* Short exercise 1
Please switch "facade" to "frontage" in the records that begin at the line that has "class is: carved" and stop after the line that has "[93, 18, 185, 114]". Give only those lines again, with all else unchanged.

* Document text
John W. Dower, Embracing Defeat: Japan in the Wake of World War II. New York: W.W. Norton/The New Press, 1999. 676 pp. US$29.95.

On the eve of the restoration of Japan's sovereignty in April 1952, the Nihon Yukan newspaper published an editorial in the form of a traditional short poem, or haiku:

Cherry Trees have blossomed out.
We will be independent soon.
Why don't we feel as happy as we should?

This rueful juxtaposition of images resembles the artful analysis of John Dower's incisive study of Japan's social, cultural, and political evolution during the American occupation after World War II. Although several scholars, including this reviewer and Dower, have previously examined aspects of the history of occupied Japan, no earlier study has penetrated so deeply into the domestic forces that shaped and reshaped Japanese society, language, and political culture during this crucial period. Dower has written an elegant and accessible work of revisionist history that defies the simple categories of "right" and "left" typically applied to this era. Using a variety of analytic techniques from several disciplines, he shows how Japanese citizens from diverse backgrounds grappled with military and spiritual defeat and struggled to forge new lives.

* Short exercise 2
Transcribe the review precisely, beginning at the words "John W. Dower, Embracing" and stopping after the words "as we should?".

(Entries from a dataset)

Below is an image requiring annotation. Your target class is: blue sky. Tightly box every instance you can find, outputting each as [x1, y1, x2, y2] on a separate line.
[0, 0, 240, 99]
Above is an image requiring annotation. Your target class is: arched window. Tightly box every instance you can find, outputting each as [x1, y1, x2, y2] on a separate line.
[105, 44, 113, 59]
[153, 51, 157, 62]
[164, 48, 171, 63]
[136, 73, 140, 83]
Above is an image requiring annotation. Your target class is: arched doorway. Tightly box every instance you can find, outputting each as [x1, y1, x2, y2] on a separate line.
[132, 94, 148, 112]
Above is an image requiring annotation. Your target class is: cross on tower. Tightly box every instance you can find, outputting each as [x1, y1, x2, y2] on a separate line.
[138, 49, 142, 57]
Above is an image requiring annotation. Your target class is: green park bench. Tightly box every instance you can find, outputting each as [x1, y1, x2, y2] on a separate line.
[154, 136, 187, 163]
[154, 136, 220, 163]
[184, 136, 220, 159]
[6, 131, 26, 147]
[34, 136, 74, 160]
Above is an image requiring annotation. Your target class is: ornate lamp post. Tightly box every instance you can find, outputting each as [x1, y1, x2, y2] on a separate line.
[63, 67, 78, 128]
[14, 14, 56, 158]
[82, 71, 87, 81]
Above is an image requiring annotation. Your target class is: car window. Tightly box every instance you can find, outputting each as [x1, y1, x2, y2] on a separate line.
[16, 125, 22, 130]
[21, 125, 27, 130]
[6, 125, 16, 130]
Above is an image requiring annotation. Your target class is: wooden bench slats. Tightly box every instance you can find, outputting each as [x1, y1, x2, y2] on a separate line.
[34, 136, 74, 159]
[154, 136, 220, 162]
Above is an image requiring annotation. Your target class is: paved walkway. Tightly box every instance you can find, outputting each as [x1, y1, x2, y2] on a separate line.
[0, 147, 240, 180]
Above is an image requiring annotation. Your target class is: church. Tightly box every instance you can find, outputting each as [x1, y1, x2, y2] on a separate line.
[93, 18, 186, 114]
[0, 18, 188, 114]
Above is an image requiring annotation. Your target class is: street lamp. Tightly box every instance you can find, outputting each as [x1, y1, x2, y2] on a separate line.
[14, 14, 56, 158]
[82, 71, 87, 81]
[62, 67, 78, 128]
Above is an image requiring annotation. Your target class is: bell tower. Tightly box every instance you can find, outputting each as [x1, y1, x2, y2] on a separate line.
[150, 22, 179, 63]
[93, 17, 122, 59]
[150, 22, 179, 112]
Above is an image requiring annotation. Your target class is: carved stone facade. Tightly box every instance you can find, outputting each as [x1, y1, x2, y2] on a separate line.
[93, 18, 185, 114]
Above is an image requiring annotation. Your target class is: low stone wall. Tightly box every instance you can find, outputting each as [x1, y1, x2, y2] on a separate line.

* Task answer 1
Above is an image requiring annotation. Your target class is: carved stone frontage. Tightly box every instance you can find, outputting each as [x1, y1, x2, y2] on a separate line.
[93, 18, 185, 114]

* Task answer 2
John W. Dower, Embracing Defeat: Japan in the Wake of World War II. New York: W.W. Norton/The New Press, 1999. 676 pp. US$29.95.

On the eve of the restoration of Japan's sovereignty in April 1952, the Nihon Yukan newspaper published an editorial in the form of a traditional short poem, or haiku:

Cherry Trees have blossomed out.
We will be independent soon.
Why don't we feel as happy as we should?